+++ EXTRAIT À LIRE

Dans les milieux technophiles et argentés, américains surtout, le bouddhisme apparaît comme une religion de secours. Paradoxe étrange. C’est une philosophie de pauvres. Les techniques rudimentaires qui agencent les individus des sociétés du bassin du Gange (origine du Bouddha, et je met de côté l’acclimatation de la pratique en Asie du sud-est) rendent nécessaire, par mesure de sauvegarde psychologique, l’idée que à la fin du combat pour la survie du corps propre, la mort, n’est pas la négation du combat, mais l’abolition de l’effort, donc un positif, et bientôt, par mutation théologique, l’équivalent de l’ataraxie grecque ou du paradis génétique, alors que la mort n’est ni ceci ni cela, elle n’est pas sensée, elle est — positivement — rien. Ce que les technocapitalistes d’ailleurs répètent à l’envi, du moins lorsqu’il s’agit d’engranger des investissements pour dépasser le rien.

++++++

CONSIGNE: Prolongez l'extrait sur le bouddhisme et la mort à partir de sa dernière phrase.

+++ DONNÉES FOURNIES

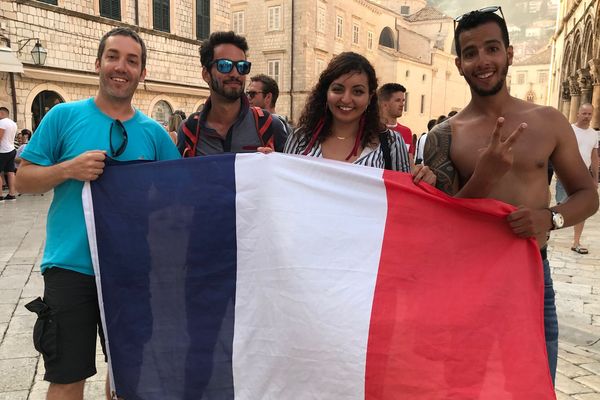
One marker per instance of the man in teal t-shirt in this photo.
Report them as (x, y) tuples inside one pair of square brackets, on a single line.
[(70, 147)]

++++++

VOTRE RÉPONSE:
Spécialisation
Le savoir général, de moins en moins transmissible. Condamné par la société. Antisocial. Non-finalisé. Il colonise le système neuronal sans le vectoriser. Que peut-on bien faire de connaissances traitant des “ports phéniciens d’Orient”, des “puits miniers de Cornouailles” ou de la “physiognomonie”?
Habiter
Le problème de l’homme occidental n’est pas le progrès (la série des innovations scientifiques et techniques seraient plutôt sa réussite), mais bien la projection; le dos tourné au passé, il fixe l’avenir, incapable d’habiter le temps et l’espace donnés, irrémédiablement en retard sur lui-même.
Fungus 5
De retour au vestiaire après les combats de kickboxing, Federico, dix-huit ans, me dit: “à l’Université, je me spécialiserai dans la psycho-oncologie”.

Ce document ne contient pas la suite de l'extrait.